[Items taken from a dataset]
+ + +
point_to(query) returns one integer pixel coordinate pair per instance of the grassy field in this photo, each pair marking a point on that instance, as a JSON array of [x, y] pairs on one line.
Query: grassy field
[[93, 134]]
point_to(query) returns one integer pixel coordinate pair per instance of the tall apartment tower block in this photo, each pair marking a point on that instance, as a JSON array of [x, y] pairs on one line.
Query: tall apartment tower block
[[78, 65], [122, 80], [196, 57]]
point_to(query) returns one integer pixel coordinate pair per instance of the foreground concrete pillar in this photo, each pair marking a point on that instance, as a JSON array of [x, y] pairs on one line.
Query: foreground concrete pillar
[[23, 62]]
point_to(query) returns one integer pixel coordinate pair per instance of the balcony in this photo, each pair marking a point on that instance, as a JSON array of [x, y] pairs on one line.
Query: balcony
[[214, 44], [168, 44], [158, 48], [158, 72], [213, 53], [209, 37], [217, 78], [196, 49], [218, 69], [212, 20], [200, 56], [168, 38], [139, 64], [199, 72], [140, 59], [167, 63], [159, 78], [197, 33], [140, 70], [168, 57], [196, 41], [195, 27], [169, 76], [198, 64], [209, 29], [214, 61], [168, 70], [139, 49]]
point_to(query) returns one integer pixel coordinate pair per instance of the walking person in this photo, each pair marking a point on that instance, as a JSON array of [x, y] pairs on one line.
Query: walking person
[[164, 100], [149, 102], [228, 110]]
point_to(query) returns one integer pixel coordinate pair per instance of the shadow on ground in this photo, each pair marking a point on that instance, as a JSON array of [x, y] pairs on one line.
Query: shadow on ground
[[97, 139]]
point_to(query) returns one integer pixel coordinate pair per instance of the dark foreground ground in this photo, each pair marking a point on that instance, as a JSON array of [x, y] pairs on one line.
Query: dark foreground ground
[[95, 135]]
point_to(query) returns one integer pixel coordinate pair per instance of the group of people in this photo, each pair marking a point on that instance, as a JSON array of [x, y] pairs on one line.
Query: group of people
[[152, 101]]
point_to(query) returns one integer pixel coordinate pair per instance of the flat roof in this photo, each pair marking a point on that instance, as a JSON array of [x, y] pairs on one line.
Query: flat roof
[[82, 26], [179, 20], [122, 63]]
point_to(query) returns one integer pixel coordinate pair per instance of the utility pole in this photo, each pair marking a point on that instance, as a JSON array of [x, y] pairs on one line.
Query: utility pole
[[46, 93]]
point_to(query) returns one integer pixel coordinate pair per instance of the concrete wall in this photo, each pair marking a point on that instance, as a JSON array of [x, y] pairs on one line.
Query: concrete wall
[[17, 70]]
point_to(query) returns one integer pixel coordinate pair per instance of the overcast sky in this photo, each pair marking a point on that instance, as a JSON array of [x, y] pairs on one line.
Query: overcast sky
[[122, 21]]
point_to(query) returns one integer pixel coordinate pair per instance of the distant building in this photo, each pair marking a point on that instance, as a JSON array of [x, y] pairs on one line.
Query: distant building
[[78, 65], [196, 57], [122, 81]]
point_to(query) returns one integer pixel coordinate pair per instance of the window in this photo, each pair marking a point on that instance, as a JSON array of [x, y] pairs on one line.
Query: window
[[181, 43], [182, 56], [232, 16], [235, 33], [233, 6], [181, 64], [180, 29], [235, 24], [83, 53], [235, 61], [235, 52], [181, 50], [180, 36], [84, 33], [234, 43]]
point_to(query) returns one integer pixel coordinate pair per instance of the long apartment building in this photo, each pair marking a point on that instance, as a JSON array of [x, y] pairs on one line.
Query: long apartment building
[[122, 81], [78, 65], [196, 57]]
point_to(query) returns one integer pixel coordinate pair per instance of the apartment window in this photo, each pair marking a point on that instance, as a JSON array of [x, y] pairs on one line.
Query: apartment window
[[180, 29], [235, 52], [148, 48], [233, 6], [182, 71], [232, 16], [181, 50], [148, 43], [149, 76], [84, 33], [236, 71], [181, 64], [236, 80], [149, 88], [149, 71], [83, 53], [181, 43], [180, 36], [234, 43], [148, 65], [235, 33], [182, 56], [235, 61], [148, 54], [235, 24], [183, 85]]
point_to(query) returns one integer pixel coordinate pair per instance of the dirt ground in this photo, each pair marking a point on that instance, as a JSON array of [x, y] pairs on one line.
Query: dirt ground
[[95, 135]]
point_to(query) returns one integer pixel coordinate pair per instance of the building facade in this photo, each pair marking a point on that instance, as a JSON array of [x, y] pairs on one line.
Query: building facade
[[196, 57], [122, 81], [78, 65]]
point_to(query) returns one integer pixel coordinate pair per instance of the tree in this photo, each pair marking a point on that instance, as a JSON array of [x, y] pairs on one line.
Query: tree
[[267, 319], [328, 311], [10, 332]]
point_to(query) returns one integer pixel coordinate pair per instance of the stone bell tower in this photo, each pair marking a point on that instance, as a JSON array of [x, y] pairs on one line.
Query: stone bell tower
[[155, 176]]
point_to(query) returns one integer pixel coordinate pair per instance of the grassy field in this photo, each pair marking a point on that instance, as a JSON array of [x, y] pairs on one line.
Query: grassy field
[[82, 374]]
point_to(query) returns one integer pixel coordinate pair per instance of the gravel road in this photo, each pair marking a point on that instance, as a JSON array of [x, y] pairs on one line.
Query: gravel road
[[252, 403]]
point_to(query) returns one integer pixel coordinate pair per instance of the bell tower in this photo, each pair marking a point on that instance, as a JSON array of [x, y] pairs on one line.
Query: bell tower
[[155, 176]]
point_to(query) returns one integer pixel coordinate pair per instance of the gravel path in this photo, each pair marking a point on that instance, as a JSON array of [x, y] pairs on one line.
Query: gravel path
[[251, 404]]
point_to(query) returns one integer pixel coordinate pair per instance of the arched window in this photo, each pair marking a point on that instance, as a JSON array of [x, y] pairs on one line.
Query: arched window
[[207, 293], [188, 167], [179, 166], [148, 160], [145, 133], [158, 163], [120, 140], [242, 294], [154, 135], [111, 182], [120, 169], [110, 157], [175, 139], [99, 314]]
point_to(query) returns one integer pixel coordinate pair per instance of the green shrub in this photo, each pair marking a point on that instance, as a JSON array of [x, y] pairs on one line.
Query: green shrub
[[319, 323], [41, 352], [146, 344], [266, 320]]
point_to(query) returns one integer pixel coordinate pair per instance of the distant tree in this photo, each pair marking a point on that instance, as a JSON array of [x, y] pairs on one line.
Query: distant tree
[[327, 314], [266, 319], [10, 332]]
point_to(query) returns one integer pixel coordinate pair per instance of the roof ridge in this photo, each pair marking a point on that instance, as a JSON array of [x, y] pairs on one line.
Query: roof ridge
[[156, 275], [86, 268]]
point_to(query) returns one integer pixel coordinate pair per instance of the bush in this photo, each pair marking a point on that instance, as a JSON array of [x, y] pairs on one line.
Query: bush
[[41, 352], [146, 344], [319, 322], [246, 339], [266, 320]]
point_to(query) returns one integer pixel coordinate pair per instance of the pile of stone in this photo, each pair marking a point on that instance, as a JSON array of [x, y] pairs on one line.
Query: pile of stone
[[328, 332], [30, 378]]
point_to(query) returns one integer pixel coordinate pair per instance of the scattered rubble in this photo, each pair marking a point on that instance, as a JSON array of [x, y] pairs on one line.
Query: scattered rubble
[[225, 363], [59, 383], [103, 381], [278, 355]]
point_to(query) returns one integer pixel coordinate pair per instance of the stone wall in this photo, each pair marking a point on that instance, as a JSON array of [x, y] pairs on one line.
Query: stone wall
+ + +
* TASK
Please copy every line of the material above without changing anything.

* THE RESPONSE
point_to(query) returns one integer pixel coordinate pair per instance of the grassy field in this photo, each pair marking a point on that instance, as a JSON array of [x, y] pairs on one line.
Query: grassy field
[[93, 134]]
point_to(query) returns one integer pixel coordinate pair per instance of the tall apartment tower block in this photo, each pair marking a point on that instance, as a JSON array of [x, y] pairs on one line.
Query: tall apartment tower block
[[78, 65], [122, 80], [196, 57]]
point_to(query) returns one integer pixel coordinate pair per instance of the foreground concrete pillar in this photo, each pair marking a point on that instance, as a JSON array of [x, y] pairs on one line.
Query: foreground concrete pillar
[[23, 62]]
point_to(query) returns one integer pixel coordinate pair per instance of the balcony in this photo, each pair marking a point on that instance, as a JSON array of [x, y] pairs on one line.
Query: balcony
[[214, 44], [168, 44], [158, 48], [158, 72], [213, 53], [209, 37], [217, 78], [196, 49], [218, 69], [212, 20], [200, 56], [168, 38], [139, 64], [199, 72], [140, 59], [167, 63], [159, 78], [197, 33], [140, 70], [168, 57], [196, 41], [195, 27], [169, 76], [198, 64], [209, 29], [214, 61], [168, 70], [139, 49]]
point_to(query) returns one integer pixel coordinate pair per instance of the walking person in this photo, each pair marking a point on that instance, as a JSON array of [x, y] pairs on one line.
Query: walking person
[[164, 100], [149, 102], [228, 110]]
point_to(query) returns one integer pixel coordinate pair per instance of the shadow on ground in this photo, each pair marking a point on that instance, as a JSON array of [x, y] pairs on one line.
Query: shadow on ground
[[97, 139]]
point_to(query) returns one integer pixel coordinate pair per instance of the dark foreground ground in this photo, each pair marking a point on that instance, as a JSON array of [x, y] pairs on one line.
Query: dark foreground ground
[[95, 135]]
point_to(query) returns one integer pixel coordinate pair per instance of the group of people in this photo, each pair marking a point on that instance, as a JSON array of [x, y] pairs on one line.
Query: group of people
[[152, 101]]
point_to(query) returns one integer pixel coordinate pair per instance of the flat roof in this photo, each pair marking a point on that instance, as a JSON array of [x, y] pairs on one line.
Query: flat roof
[[82, 26], [179, 20], [122, 63]]
point_to(query) returns one integer pixel coordinate pair per instance of the utility pole in this photo, each pair marking a point on that instance, as a JSON array of [x, y] pairs on one line.
Query: utility pole
[[46, 93]]
point_to(query) returns one integer pixel coordinate pair per instance of the concrete wall in this photo, each pair marking a point on that instance, as a JSON array of [x, y] pairs on one line.
Query: concrete wall
[[17, 70]]
point_to(query) returns one integer pixel coordinate pair per instance of the overcast sky in this photo, each pair marking a point on that instance, as a JSON array of [x, y] pairs on one line.
Query: overcast sky
[[122, 21]]
point_to(query) returns one integer pixel coordinate pair per instance of the distant building in this photo, each pair marking a point on that instance, as a JSON array of [x, y] pairs on one line.
Query: distant building
[[78, 65], [196, 57], [122, 81]]
point_to(query) returns one integer pixel coordinate pair per instance of the window in this photo, each pair marking a point on that instance, as a JSON array of [x, y] pairs on one line.
Query: window
[[181, 43], [182, 56], [232, 16], [235, 33], [233, 6], [181, 64], [180, 29], [235, 24], [83, 53], [235, 61], [235, 52], [181, 50], [180, 36], [84, 33], [234, 43]]
point_to(query) returns one integer pixel coordinate pair per instance of the long apartment building in this photo, each pair marking a point on that instance, as a JSON array of [x, y] pairs on one line.
Query: long apartment building
[[122, 81], [78, 65], [196, 57]]
point_to(query) returns one integer pixel coordinate pair per instance of the apartment window in this photo, each pair marking a point on that instance, as a JSON array of [x, y] pairs on one line.
Query: apartment window
[[180, 29], [235, 52], [148, 48], [233, 6], [182, 71], [232, 16], [181, 50], [148, 43], [149, 76], [84, 33], [236, 71], [181, 64], [236, 80], [149, 88], [149, 71], [83, 53], [181, 43], [180, 36], [234, 43], [148, 65], [235, 33], [182, 56], [235, 61], [148, 54], [235, 24], [183, 85]]
point_to(query) returns one integer pixel coordinate pair per instance of the dirt ground in this photo, each pair marking a point on that instance, as a JSON array of [x, y] pairs on one line.
Query: dirt ground
[[95, 135]]
point_to(query) returns one integer pixel coordinate pair per instance of the building facade in this photo, each pair marking a point on that instance, as a JSON array of [x, y] pairs on one line.
Query: building facade
[[196, 57], [122, 81], [78, 65]]
point_to(query) returns one integer pixel coordinate pair per instance of the tree in this photo, each pair marking a point on that instance, as a JSON array of [x, y] pairs on one line.
Query: tree
[[267, 319], [328, 311], [10, 332]]
point_to(query) returns one integer pixel coordinate pair per instance of the stone bell tower in this photo, each pair marking a point on that instance, as a JSON array of [x, y] pairs on one line.
Query: stone bell tower
[[155, 176]]
point_to(query) returns one integer pixel coordinate pair per instance of the grassy field in this photo, each pair marking a point on that instance, as a JSON array of [x, y] pairs on one line.
Query: grassy field
[[82, 374]]
point_to(query) returns one integer pixel coordinate pair per instance of the gravel road in this photo, each pair marking a point on that instance, as a JSON array of [x, y] pairs on one line.
Query: gravel road
[[252, 403]]
point_to(query) returns one integer pixel coordinate pair per instance of the bell tower in this photo, each pair marking a point on that instance, as a JSON array of [x, y] pairs on one line.
Query: bell tower
[[155, 176]]
point_to(query) returns one integer pixel coordinate pair per instance of the gravel path in this photo, each pair marking a point on that instance, as a JSON array of [x, y] pairs on one line.
Query: gravel path
[[251, 404]]
point_to(query) returns one integer pixel coordinate pair per instance of the arched window in this photo, each pair marking a point on that instance, as a JSON array of [x, y] pairs on one line.
Query: arched window
[[207, 293], [188, 167], [179, 166], [148, 160], [145, 133], [158, 163], [120, 140], [242, 294], [154, 135], [111, 182], [120, 169], [110, 157], [175, 139], [99, 314]]
point_to(query) returns one integer pixel coordinate pair per instance of the green shrub in this photo, each pair marking a point on that instance, as a JSON array of [x, y] pairs on one line.
Query: green shrub
[[319, 323], [41, 352], [146, 344], [266, 320]]
point_to(query) returns one integer pixel coordinate pair per instance of the distant tree in this photo, each pair marking a point on that instance, as a JSON array of [x, y] pairs on one line.
Query: distant tree
[[327, 314], [266, 319], [10, 332]]
point_to(query) returns one integer pixel coordinate pair per instance of the roof ridge in this photo, each pair marking a point on that instance, as a JSON array of [x, y] pairs on one line.
Query: roof ridge
[[156, 275], [86, 268]]
point_to(query) returns one integer pixel coordinate pair per instance of the bush in this photo, each pair marking a point on that instance, as a JSON array of [x, y] pairs on one line.
Query: bush
[[41, 352], [146, 344], [319, 322], [246, 339], [266, 320]]
point_to(query) returns one integer pixel coordinate pair per instance of the pile of stone in this photo, each pair marking a point on that instance, as a JSON array of [x, y] pairs on one line.
Query: pile of stone
[[328, 332], [30, 378]]
point_to(query) returns one integer pixel coordinate pair per instance of the scattered rubble in this photo, each pair marking a point on that instance, as a JSON array of [x, y] pairs on one line.
Query: scattered rubble
[[225, 363], [59, 383], [103, 381], [278, 355]]
point_to(query) returns one integer pixel coordinate pair per instance of the stone wall in this photo, each pair marking a point on that instance, as a JSON array of [x, y] pairs on one line.
Query: stone wall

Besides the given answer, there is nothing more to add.